Records from a collection:
= Beginning of Section =
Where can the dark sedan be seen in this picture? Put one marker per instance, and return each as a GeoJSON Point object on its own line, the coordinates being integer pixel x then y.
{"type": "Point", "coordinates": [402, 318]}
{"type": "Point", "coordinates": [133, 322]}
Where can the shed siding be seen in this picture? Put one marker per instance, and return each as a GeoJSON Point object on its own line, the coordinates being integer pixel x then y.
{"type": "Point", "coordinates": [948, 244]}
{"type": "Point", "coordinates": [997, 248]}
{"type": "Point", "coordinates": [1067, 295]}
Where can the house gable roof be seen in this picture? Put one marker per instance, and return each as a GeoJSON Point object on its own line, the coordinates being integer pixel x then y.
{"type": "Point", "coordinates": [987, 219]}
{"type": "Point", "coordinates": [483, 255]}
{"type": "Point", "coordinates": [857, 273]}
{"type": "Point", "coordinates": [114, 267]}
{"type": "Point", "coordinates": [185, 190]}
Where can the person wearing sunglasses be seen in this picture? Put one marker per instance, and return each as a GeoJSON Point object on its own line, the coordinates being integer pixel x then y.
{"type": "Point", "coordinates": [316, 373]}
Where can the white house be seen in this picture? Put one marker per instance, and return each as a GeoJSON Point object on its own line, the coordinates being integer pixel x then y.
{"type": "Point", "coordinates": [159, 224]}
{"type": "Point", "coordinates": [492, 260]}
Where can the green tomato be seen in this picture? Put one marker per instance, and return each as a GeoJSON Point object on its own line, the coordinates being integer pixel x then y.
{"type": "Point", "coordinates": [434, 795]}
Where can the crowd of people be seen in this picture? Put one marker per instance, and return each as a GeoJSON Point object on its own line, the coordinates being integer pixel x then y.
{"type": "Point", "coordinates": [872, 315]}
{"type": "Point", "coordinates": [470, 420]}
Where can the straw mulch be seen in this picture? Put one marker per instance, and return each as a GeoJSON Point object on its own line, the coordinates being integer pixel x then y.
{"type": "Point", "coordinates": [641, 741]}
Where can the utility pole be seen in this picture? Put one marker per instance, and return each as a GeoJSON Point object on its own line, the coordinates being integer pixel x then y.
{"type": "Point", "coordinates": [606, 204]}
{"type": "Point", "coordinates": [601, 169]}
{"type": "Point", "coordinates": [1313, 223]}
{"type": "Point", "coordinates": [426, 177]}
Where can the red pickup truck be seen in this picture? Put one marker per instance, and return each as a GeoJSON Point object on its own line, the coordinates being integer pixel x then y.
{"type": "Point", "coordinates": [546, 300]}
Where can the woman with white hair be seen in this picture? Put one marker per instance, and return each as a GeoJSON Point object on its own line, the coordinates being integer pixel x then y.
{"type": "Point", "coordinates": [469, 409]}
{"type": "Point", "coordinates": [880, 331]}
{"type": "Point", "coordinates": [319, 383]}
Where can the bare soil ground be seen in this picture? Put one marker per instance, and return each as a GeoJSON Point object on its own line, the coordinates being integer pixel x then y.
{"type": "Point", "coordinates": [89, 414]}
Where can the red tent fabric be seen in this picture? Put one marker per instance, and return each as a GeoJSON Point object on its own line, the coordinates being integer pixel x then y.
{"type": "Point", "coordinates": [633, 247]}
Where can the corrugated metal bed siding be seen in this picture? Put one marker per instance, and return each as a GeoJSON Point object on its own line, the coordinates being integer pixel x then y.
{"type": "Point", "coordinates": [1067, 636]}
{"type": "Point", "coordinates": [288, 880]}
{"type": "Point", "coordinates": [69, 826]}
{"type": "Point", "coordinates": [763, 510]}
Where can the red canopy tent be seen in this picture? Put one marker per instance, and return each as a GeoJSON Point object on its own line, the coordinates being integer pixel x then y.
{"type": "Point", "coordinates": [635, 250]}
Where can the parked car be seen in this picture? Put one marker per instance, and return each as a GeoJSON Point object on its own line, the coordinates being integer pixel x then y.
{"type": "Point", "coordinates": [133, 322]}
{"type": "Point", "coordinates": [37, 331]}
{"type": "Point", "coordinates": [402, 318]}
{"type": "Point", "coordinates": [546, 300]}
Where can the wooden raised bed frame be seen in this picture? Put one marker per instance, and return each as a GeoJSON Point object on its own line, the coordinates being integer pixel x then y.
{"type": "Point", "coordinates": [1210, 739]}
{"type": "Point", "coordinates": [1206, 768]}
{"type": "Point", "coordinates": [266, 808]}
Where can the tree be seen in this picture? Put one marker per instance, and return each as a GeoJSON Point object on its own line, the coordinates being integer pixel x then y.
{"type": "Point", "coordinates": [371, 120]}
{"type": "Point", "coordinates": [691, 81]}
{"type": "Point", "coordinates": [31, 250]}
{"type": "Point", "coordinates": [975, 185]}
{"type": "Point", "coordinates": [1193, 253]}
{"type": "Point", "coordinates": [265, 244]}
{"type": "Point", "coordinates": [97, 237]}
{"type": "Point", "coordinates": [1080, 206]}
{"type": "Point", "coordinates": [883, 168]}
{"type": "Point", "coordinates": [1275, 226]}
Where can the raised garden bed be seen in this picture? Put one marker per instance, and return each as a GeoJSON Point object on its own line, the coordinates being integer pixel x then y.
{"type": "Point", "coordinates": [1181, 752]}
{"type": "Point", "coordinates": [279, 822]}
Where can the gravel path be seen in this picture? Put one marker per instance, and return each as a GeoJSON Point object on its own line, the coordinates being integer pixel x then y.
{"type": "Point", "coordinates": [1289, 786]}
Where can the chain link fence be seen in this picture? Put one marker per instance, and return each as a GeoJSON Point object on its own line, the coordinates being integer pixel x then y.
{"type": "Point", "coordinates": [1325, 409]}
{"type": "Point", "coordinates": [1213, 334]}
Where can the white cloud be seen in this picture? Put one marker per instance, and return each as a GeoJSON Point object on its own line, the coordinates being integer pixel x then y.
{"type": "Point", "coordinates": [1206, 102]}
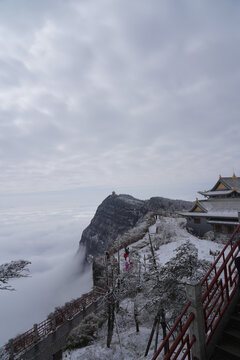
= End of Section =
### TO DO
Without including any picture, print every record exactly as written above.

### WRITTEN REPLY
Where can the dark sedan be seen in this picture? Put one marker per instance, and return each as a GeoJSON Point object on its own line, the coordinates being integer pixel x then y.
{"type": "Point", "coordinates": [402, 318]}
{"type": "Point", "coordinates": [133, 322]}
Where can the shed siding be seen in this picture? Put one marker per instance, and return each as a GeoJSON Point object on its own line, the coordinates being integer pixel x then y.
{"type": "Point", "coordinates": [948, 244]}
{"type": "Point", "coordinates": [997, 248]}
{"type": "Point", "coordinates": [1067, 295]}
Where can the house gable roof be seen in this picture? Put one marker per instance, and return each as a GeoJSON Point object on its own line, the coordinates being integer pixel x then y.
{"type": "Point", "coordinates": [987, 219]}
{"type": "Point", "coordinates": [483, 255]}
{"type": "Point", "coordinates": [857, 273]}
{"type": "Point", "coordinates": [114, 267]}
{"type": "Point", "coordinates": [185, 190]}
Where can the person wearing sunglasses be seen in this picture? Put one marker per instance, and return each as a GeoJSON Point object on its own line, the coordinates being integer pixel x then y.
{"type": "Point", "coordinates": [316, 373]}
Where can the white house be seen in this picture? Put one marker per instance, and return each as a GeoJSON Point object on its own line, the coordinates being integer pixel x then y.
{"type": "Point", "coordinates": [159, 224]}
{"type": "Point", "coordinates": [492, 260]}
Where can the green tomato be seen in this picture? Put one marker per instance, and return each as a GeoJSON Point object on its own line, the coordinates being integer pixel x then y.
{"type": "Point", "coordinates": [434, 795]}
Where can the crowd of people be seen in this picture? Put one marker per instance, and return each as a GeoJSON Point object on its own line, the coordinates being integer pixel x then y.
{"type": "Point", "coordinates": [872, 315]}
{"type": "Point", "coordinates": [470, 420]}
Where can the straw mulch be seen in this picture? Put one marker per instance, and return each as a GeoJSON Point object on its own line, the coordinates being integer pixel x then y.
{"type": "Point", "coordinates": [641, 741]}
Where can the utility pole be seen in this picture? Put one marker per instance, and return each as a GeoJSON Point object on its own line, the coordinates being integer pixel x then y.
{"type": "Point", "coordinates": [606, 204]}
{"type": "Point", "coordinates": [601, 169]}
{"type": "Point", "coordinates": [1313, 223]}
{"type": "Point", "coordinates": [426, 177]}
Where can the red pickup truck be seen in this picture? Put one marker per instance, and return each as a GeoJSON Point object on its own line, the coordinates being integer pixel x then y.
{"type": "Point", "coordinates": [546, 300]}
Where can the woman with white hair be seen in this picture? Put one marker per instance, and return each as a GeoJSON Point object on its own line, the coordinates being integer pixel x then y.
{"type": "Point", "coordinates": [469, 409]}
{"type": "Point", "coordinates": [880, 331]}
{"type": "Point", "coordinates": [319, 383]}
Where can the bare soil ground be seen in this picture? Put one marker per instance, and return each as a GeoJSON Point object on its own line, the coordinates being integer pixel x then y.
{"type": "Point", "coordinates": [89, 414]}
Where can the red tent fabric be seen in this picture? Put one marker per instance, and return each as a GeoJSON Point object on its own line, the coordinates being integer pixel x then y.
{"type": "Point", "coordinates": [633, 247]}
Where can the corrugated metal bed siding be seen in this picture? Put one marker per instance, and return each as a GeoJSON Point object on its own line, the coordinates being integer pixel x then y.
{"type": "Point", "coordinates": [1067, 636]}
{"type": "Point", "coordinates": [288, 880]}
{"type": "Point", "coordinates": [69, 826]}
{"type": "Point", "coordinates": [763, 510]}
Where can the red canopy tent be seen in this picture? Put one marker per instance, and return each as a GeoJSON Point object on its own line, the coordinates being integer pixel x then y.
{"type": "Point", "coordinates": [635, 250]}
Where can the parked car be seen in this picture? Put one marker per instance, and return each as a GeoJSON Point object on its own line, the coordinates being integer pixel x then y.
{"type": "Point", "coordinates": [133, 322]}
{"type": "Point", "coordinates": [37, 331]}
{"type": "Point", "coordinates": [402, 318]}
{"type": "Point", "coordinates": [546, 300]}
Where can the wooden raised bed frame be seen in this picture? Put one marker per instance, and return each as a GeoJSON Point object on its own line, the coordinates being integer pixel x then y.
{"type": "Point", "coordinates": [1210, 739]}
{"type": "Point", "coordinates": [1206, 768]}
{"type": "Point", "coordinates": [266, 808]}
Where can the tree be seen in this picture? Put one marker per instance, and return each as a GeoJSON Point object on its own line, the coordinates being integer pixel x then y.
{"type": "Point", "coordinates": [371, 120]}
{"type": "Point", "coordinates": [691, 81]}
{"type": "Point", "coordinates": [31, 250]}
{"type": "Point", "coordinates": [975, 185]}
{"type": "Point", "coordinates": [1193, 253]}
{"type": "Point", "coordinates": [265, 244]}
{"type": "Point", "coordinates": [97, 237]}
{"type": "Point", "coordinates": [1080, 206]}
{"type": "Point", "coordinates": [883, 168]}
{"type": "Point", "coordinates": [1275, 226]}
Where can the raised garden bed be seen in this picture? Put one marker per instance, and return each as a GeoJSON Point object on its own line, the coordinates being integer pixel x then y.
{"type": "Point", "coordinates": [1181, 752]}
{"type": "Point", "coordinates": [279, 822]}
Where can the gravel path be seen in this picture? Put one marker per instance, and return each as a GeoJSON Point object on its own line, the coordinates being integer pixel x then y.
{"type": "Point", "coordinates": [1289, 786]}
Where can the chain link fence be seen in this picture? Put one marker per instance, and return each as a GeoJSON Point object on its own line, the coordinates being integer pixel x then y.
{"type": "Point", "coordinates": [1325, 409]}
{"type": "Point", "coordinates": [1213, 334]}
Where can the white cloud be seen in this picture? Put one marker per instance, and return each as a GeoJSON Point object on its own line, the coordinates being integer pixel x then y.
{"type": "Point", "coordinates": [1206, 102]}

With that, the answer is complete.